[What this task involves]:
Using the records below, write out again exactly the lines that begin at the line containing "[indicate] the stone pillar" and end at the line containing "[indicate] the stone step", and no other lines.

[Point-per-instance localization data]
------------------------------------------------------------------------
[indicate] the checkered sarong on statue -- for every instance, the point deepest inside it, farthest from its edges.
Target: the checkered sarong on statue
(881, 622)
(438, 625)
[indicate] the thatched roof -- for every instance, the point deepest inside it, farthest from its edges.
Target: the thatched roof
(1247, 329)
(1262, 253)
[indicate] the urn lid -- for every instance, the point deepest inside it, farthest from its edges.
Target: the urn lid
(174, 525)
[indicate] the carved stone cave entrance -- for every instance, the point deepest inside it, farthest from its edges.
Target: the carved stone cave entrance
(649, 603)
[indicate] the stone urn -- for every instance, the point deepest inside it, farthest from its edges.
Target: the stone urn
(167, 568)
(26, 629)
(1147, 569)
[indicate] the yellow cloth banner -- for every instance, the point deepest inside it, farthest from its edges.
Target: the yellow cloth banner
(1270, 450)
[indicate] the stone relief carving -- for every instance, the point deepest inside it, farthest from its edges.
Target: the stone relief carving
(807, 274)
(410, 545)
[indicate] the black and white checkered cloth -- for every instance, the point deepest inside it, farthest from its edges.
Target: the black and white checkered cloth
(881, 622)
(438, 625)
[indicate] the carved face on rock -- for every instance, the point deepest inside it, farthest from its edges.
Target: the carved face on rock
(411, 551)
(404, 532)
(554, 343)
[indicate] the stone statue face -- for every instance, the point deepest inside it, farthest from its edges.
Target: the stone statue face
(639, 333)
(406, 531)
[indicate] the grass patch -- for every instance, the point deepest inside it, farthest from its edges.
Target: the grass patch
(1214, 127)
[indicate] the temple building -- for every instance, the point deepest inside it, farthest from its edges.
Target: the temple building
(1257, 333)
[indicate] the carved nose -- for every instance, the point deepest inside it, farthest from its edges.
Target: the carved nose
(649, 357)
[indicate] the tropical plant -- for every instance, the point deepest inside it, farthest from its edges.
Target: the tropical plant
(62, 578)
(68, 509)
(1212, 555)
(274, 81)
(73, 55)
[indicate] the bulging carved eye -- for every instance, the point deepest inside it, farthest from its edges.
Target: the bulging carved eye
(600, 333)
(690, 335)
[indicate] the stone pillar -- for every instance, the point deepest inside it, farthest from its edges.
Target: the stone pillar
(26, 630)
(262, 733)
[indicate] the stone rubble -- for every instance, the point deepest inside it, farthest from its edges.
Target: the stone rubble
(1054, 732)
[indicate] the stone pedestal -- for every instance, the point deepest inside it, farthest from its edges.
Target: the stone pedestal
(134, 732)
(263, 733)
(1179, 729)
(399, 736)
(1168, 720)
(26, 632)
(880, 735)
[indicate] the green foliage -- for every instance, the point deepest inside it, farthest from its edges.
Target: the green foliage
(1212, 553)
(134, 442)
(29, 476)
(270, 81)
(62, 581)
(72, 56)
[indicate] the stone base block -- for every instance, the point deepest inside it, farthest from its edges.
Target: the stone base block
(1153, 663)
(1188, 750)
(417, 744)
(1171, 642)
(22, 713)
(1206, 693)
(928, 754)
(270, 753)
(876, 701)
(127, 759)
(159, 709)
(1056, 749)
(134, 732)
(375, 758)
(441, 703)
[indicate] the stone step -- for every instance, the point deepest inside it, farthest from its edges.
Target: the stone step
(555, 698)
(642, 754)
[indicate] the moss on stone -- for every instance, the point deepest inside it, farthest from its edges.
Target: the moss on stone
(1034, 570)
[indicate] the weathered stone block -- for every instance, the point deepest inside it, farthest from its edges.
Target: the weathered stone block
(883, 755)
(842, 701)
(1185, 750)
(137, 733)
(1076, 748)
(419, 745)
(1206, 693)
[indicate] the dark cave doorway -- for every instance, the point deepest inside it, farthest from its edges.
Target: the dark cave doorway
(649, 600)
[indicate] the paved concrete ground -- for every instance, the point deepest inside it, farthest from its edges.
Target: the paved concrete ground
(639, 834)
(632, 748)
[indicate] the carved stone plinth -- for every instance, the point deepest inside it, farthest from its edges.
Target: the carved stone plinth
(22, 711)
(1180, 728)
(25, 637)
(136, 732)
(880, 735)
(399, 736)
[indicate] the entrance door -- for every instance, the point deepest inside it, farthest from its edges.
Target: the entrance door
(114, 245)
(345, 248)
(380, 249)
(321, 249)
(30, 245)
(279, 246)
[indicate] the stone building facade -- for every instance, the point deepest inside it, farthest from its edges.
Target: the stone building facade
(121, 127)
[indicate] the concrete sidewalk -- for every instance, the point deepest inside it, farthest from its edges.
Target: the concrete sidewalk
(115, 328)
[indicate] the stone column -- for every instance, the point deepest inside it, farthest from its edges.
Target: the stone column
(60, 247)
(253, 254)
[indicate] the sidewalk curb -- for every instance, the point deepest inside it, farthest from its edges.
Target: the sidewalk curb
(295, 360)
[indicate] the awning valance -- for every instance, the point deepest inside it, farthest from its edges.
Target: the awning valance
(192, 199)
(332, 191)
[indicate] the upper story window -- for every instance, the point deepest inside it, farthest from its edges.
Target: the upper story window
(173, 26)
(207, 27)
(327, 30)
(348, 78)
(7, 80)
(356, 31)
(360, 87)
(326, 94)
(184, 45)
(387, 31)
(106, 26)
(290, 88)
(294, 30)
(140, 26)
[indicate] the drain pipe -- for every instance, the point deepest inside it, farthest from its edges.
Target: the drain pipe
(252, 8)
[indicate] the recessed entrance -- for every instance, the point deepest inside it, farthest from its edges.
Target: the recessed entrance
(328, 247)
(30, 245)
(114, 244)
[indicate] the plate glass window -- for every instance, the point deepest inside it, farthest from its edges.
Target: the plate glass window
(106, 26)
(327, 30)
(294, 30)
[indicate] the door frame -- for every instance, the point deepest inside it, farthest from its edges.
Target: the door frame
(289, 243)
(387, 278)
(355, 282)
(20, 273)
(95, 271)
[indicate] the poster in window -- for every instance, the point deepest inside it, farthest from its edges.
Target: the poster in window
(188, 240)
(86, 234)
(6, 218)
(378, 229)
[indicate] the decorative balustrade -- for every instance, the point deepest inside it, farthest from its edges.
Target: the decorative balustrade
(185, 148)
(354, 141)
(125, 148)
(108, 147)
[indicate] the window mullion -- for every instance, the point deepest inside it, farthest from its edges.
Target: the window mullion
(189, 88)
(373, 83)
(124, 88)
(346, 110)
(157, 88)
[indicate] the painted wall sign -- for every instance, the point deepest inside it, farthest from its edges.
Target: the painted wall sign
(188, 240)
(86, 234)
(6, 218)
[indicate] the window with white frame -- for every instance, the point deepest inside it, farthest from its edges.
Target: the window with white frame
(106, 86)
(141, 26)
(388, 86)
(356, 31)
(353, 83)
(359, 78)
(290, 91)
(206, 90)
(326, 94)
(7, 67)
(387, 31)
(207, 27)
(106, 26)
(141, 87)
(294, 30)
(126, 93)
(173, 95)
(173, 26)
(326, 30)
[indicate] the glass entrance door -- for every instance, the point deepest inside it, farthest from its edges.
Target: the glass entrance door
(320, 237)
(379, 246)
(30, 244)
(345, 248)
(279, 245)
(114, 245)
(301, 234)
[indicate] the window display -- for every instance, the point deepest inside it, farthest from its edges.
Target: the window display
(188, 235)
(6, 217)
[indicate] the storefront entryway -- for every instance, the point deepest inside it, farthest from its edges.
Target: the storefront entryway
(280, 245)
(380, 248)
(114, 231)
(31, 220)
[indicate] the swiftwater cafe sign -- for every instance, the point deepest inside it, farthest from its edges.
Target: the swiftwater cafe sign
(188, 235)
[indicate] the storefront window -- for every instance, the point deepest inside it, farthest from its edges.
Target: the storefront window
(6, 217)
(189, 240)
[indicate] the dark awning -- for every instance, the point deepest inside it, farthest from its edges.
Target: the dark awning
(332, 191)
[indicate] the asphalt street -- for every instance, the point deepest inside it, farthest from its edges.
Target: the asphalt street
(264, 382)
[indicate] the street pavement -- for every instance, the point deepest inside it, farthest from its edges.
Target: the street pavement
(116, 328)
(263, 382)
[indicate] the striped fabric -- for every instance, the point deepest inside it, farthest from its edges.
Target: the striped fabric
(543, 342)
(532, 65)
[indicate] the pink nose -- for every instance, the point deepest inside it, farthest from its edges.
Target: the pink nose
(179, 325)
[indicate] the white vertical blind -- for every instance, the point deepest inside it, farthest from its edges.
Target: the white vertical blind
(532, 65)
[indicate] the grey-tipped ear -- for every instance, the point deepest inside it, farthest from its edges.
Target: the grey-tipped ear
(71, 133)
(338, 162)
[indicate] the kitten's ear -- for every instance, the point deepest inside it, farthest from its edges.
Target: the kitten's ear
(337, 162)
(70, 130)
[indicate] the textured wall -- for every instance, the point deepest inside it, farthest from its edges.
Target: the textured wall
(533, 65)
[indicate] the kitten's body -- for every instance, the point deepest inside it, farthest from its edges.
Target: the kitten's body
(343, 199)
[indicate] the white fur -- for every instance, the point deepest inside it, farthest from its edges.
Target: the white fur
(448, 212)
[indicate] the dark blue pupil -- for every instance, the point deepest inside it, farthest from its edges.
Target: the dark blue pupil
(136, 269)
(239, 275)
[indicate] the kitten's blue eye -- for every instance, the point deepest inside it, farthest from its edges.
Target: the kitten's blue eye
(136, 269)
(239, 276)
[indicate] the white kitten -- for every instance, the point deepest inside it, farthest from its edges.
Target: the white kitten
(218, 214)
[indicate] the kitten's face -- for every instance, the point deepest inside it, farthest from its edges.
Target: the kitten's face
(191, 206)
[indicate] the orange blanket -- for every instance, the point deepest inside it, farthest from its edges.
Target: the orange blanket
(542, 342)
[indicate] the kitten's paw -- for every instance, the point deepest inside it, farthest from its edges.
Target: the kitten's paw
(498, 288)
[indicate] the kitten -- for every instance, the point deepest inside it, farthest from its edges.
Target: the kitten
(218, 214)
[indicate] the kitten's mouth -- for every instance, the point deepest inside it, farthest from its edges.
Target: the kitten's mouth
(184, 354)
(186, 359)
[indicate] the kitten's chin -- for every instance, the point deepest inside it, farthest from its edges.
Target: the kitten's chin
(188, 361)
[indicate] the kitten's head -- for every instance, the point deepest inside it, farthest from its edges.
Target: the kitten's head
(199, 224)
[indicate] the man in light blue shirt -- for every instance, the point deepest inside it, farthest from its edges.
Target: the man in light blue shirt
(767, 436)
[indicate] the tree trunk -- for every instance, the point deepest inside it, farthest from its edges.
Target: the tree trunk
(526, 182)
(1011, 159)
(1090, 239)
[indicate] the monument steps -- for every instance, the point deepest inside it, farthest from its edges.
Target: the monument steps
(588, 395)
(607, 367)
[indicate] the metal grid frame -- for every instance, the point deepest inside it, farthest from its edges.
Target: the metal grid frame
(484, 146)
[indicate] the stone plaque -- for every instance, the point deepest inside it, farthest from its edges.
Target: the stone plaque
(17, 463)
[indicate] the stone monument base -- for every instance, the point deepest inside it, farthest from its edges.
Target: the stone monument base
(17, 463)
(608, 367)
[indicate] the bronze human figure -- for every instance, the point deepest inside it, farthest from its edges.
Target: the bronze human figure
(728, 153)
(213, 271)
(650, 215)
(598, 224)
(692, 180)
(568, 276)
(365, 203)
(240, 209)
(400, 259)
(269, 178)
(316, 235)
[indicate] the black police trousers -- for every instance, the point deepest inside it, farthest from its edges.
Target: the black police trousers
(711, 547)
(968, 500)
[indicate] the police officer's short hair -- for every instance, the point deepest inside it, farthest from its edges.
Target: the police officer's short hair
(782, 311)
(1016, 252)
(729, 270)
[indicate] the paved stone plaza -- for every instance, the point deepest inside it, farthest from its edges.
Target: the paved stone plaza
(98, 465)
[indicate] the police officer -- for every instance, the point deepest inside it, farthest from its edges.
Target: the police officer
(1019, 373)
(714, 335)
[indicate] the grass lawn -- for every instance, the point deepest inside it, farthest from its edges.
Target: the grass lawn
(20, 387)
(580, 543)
------------------------------------------------------------------------
[Result of this task]:
[indicate] the stone pillar -- for every instance, the point deepest inside it, farthest from its edges.
Target: the stone pillar
(26, 630)
(262, 733)
[indicate] the stone rubble -- for every instance, the point deepest inside it, farthest from its edges.
Target: the stone rubble
(1054, 732)
[indicate] the stone pedestal -- for every instance, the point deepest inside it, farthest from its edges.
Target: the stone pedestal
(134, 732)
(263, 733)
(1179, 729)
(399, 736)
(1168, 720)
(26, 632)
(880, 735)
[indicate] the green foliage -- for every instance, the point deepest inside it, farthest from its edges.
Target: the green foliage
(1212, 553)
(134, 442)
(29, 476)
(270, 81)
(62, 581)
(72, 56)
[indicate] the stone base block -- for every instance, the point deepest inside it, farthest from its edges.
Target: the stone base block
(1153, 663)
(1188, 750)
(417, 744)
(1171, 642)
(22, 713)
(1206, 693)
(928, 754)
(270, 753)
(876, 701)
(127, 759)
(159, 709)
(1056, 749)
(134, 732)
(375, 758)
(441, 703)
[indicate] the stone step -- for every instance, the point deepest inside it, farthest from its edges.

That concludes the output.